Lewis Santer has integrated Irish Music with his Jewish roots more successfully than anyone else I know.
His Klezmer/Irish band, Ceilizemer, provided music for the films Shalom Ireland and Blessed Is the Match.
His lutherie produces fine guitars and bouzoukis specifically designed for playing Irish Music.
All the members of both his energetic, straight-ahead Irish bands, Driving with Fergus and The Hup Pups have at least one Jewish parent.
This journey was his own, but I believe it shared central circumstances and experiences common to many: disappointment with bland, suburban Jewish life, socialist family members who had a vision of a better one, summer camps and travel to places where folk music was played, and eventually, Ireland.
Lewis calls it “a search for greater authenticity.” He came from a culture that valued high levels of authenticity, but in its American, Conservative/Reform assimilated form, had become very sterile, both musically and spiritually. Yet, looking at his lefty parents and his courageous grandparents’ generation, he saw some flickering authenticity.
“You’re (metaphorically) watching the Ed Sullivan show and you have slip covers on the furniture (in reality we didn’t watch or have slip covers), but you’re reading, maybe, about Eugene V. Debs and the union struggles, and you’re thinking, ‘My people were in the Triangle Fire, they changed us to the eight-hour workday, five-day work week, but now we’re living the life of The Man in the Gray Flannel Suit.’ I really want something more. For me, that made Eastern Spirituality something palatable, more psychologically intuitive. It accorded with Jewish beliefs of God being ineffable. If it was Hindu, it also had really good drumming and chanting with excellent RUACH (‘spirit’ or ‘wind’). You say, ‘I’ve taken LSD, and I’ve heard Jimmy Hendrix, or Bhagwan Shree Rajneesh, or Krishnamurti, or someone chanting at Woodstock. That’s pretty hip, I dig that, that touches me on some soulful level.’”
Growing up, his family had a fairly typical record collection for those days. They had some bland Catskill borscht-belt stuff, but there were some high spots like the Yiddish broadway production of Fiddler on the Roof, which had a little bit better Klezmer in the background, several albums by Giora Feidman, the great clarinetist, and some great comedy like Nichols and May.

• **Supplied records**:

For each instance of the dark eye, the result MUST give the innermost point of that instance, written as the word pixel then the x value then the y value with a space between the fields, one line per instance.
==
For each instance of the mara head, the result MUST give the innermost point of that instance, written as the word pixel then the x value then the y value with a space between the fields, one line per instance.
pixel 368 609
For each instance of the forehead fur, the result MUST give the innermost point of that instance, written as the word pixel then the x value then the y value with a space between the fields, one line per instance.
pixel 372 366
* * *
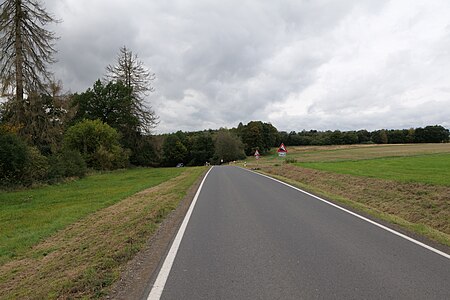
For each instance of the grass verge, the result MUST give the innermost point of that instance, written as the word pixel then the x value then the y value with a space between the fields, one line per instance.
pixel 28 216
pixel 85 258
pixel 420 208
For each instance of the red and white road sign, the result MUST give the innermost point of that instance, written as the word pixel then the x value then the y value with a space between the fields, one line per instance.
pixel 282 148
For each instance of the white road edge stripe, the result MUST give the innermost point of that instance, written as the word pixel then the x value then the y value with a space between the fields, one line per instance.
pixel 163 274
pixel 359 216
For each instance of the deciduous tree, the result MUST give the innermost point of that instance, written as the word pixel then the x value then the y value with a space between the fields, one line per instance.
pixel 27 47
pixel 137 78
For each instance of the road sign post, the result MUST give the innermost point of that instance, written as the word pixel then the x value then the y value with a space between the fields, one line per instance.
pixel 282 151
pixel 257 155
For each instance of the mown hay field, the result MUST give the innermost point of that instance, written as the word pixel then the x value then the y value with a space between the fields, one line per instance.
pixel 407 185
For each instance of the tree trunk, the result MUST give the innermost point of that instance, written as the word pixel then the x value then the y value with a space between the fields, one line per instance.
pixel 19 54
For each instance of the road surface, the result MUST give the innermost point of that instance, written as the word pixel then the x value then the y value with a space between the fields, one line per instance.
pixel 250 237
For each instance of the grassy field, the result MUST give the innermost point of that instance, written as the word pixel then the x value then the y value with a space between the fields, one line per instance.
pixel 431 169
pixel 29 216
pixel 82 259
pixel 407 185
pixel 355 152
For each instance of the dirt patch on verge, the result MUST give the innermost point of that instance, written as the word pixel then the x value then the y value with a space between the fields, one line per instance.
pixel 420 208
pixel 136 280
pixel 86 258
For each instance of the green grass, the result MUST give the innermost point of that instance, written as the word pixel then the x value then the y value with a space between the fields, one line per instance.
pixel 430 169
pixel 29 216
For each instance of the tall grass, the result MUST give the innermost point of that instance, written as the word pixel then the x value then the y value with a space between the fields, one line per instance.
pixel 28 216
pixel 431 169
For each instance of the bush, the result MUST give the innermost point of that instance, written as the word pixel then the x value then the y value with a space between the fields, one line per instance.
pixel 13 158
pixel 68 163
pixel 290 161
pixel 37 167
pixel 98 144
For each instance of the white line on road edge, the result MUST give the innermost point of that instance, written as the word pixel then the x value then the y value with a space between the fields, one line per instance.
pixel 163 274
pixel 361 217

• **Written tasks**:
[1] From the Lewis Santer profile, reproduce the passage starting with "Lewis Santer has" and going on through "playing Irish Music.".
[2] Using the Lewis Santer profile, answer these:
(a) For which two films did Ceilizemer provide music?
(b) What instruments does Santer's lutherie produce?
(c) Which clarinetist had several albums in his family's record collection?

• **Answers given**:
[1]
Lewis Santer has integrated Irish Music with his Jewish roots more successfully than anyone else I know.
His Klezmer/Irish band, Ceilizemer, provided music for the films Shalom Ireland and Blessed Is the Match.
His lutherie produces fine guitars and bouzoukis specifically designed for playing Irish Music.

[2]
(a) Shalom Ireland and Blessed Is the Match
(b) Guitars and bouzoukis
(c) Giora Feidman